(Quoted passage)
--------------------------------
Yes, you read that right…”patience” engagement, not “patient” engagement. Many providers feel as though they do not have time for small talk. With pressures on documentation, productivity, and compassion fatigue (burnout), it may seem either more burdensome or even a waste of valuable time to be patient…with a patient. To listen.
Check yourself against these statements. Which are you already feeling?
- It feels absurd to ask a question that might have an open or extended response.
- My patients are not motivated.
- She shows up 5 minutes late, and then talks when she should be warming up.
- Can’t he see that I am busy trying to help him? Why does he talk so much?
- How is talking going to help them experience less pain…or get stronger? Right. I thought so. It’s not.
In contrast to these statements that you may be feeling or even expressing, consider two points:
- It often takes less than 45 seconds to ask and listen to information that can help you personalize an educational point or exercise.
- The more personalized you can make a session, the more attentive (attention and attendance), intense, and tolerant (to challenge or error) your patient will be.
Are there any providers that don’t want patients being more attentive (both forms), intense, and willing to thrive under appropriately-dosed challenge?
--------------------------------
Spatial localization records
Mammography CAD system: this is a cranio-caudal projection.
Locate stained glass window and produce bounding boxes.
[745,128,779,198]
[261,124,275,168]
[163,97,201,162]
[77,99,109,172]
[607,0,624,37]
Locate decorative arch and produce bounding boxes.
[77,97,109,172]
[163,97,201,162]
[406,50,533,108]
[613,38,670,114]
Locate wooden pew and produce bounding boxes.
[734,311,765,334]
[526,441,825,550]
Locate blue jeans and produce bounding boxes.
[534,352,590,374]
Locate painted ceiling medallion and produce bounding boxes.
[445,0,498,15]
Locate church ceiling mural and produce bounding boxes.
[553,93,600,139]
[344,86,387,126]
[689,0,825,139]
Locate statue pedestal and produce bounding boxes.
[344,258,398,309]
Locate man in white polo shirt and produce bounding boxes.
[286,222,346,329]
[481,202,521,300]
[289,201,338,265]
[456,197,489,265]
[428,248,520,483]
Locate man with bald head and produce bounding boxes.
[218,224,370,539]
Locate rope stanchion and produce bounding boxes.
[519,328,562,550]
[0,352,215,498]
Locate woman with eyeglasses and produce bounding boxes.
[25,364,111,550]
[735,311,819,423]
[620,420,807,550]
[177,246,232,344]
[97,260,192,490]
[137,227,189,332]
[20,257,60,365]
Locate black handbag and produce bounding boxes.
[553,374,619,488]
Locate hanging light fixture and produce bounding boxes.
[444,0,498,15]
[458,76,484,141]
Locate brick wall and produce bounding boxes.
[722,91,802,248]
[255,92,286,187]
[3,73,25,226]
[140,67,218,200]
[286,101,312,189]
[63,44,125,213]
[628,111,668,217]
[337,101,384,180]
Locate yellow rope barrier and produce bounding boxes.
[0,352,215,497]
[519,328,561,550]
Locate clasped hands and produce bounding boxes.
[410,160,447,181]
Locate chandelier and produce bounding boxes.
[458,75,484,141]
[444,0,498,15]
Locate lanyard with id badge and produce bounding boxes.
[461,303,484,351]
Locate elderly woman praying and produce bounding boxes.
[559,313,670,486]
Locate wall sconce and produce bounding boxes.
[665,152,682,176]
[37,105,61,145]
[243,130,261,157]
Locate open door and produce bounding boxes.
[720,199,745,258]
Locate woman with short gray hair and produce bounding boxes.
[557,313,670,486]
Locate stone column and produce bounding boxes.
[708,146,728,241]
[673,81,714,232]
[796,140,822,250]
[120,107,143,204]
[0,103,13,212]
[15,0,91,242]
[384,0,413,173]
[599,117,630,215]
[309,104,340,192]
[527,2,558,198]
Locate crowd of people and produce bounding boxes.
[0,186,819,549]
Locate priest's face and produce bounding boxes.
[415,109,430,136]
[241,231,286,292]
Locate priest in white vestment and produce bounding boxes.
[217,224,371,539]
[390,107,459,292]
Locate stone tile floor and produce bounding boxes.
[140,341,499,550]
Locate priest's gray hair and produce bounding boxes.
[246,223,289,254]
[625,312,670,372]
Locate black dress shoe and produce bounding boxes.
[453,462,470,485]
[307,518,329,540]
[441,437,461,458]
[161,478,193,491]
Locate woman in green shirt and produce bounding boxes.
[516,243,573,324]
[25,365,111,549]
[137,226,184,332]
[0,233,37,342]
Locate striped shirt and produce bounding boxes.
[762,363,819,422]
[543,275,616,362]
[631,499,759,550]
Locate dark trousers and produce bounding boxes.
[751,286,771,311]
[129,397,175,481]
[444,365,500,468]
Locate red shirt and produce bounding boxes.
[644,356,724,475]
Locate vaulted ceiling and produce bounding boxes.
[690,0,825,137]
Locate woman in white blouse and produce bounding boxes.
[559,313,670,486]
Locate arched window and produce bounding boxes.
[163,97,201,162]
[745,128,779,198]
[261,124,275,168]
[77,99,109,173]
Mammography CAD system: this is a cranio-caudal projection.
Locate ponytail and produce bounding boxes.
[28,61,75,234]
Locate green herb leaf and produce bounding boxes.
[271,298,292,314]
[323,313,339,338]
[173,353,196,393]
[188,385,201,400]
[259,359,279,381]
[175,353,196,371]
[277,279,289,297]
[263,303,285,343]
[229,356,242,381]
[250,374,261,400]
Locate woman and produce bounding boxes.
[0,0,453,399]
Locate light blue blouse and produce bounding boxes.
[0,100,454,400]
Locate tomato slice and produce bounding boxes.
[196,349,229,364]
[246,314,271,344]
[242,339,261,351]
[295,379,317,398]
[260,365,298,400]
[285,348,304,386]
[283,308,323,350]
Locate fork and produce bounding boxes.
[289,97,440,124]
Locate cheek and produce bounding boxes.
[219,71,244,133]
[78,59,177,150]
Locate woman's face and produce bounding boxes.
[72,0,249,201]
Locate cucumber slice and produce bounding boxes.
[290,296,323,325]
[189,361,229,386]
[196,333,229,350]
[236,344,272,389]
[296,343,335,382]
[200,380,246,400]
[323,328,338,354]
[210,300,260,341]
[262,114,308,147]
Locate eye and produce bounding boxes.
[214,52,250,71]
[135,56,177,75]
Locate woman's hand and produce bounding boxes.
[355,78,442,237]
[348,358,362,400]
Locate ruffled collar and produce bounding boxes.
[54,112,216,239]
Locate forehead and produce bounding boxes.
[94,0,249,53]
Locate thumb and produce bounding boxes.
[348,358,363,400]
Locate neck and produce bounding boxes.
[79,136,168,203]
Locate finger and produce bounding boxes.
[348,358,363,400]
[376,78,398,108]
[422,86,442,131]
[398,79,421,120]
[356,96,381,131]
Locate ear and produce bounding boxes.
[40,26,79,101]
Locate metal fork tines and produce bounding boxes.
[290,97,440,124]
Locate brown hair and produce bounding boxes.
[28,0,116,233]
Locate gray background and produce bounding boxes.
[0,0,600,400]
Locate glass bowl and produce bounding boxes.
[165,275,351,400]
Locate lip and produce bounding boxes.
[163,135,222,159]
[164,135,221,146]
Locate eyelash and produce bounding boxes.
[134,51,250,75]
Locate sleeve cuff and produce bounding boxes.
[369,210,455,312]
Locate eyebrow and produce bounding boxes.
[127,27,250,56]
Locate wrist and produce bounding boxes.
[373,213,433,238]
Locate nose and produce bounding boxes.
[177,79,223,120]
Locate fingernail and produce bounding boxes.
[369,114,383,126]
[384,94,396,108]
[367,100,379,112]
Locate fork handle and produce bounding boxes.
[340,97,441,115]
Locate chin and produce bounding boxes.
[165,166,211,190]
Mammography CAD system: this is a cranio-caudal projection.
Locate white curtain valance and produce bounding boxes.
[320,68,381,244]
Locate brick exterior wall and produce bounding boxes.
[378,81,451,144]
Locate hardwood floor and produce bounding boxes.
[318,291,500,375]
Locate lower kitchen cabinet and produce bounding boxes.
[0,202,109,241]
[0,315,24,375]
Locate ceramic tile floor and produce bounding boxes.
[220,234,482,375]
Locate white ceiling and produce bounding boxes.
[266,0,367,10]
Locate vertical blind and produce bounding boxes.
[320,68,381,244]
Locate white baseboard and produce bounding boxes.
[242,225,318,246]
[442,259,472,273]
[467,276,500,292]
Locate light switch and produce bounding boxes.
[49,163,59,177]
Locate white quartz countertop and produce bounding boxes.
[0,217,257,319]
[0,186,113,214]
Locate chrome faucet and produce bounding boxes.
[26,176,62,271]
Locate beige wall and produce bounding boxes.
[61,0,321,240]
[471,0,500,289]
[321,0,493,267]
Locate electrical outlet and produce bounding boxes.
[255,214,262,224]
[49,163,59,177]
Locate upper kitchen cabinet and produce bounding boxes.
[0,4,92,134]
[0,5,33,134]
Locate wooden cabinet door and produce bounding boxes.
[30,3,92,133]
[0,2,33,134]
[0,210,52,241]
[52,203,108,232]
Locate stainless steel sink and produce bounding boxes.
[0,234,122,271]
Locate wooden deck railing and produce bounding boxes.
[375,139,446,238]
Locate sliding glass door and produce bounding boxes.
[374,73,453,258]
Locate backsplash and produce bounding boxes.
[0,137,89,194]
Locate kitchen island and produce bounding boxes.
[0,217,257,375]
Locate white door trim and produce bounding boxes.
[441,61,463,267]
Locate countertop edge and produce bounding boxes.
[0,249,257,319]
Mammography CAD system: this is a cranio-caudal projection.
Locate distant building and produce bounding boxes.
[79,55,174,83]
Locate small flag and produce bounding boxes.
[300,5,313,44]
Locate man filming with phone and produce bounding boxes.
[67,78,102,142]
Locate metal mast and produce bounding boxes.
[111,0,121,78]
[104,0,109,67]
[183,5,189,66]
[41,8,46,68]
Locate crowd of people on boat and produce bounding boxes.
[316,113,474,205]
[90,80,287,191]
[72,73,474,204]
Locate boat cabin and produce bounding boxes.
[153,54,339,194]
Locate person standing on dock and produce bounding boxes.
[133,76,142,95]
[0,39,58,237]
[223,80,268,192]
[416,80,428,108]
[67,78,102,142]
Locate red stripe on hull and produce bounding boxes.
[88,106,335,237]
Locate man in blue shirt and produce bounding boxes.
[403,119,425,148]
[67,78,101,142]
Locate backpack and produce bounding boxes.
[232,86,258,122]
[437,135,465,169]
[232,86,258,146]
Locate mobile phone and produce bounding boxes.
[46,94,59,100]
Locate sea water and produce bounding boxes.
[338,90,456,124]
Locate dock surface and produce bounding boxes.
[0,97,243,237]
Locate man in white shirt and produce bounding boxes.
--------------------------------
(Aim of the exercise)
In the passage on "patience" engagement, how long does it often take to ask for and listen to information that can help personalize an educational point or exercise? Answer from the text alone, without drawing on the records.

(Answer for the task)
Less than 45 seconds.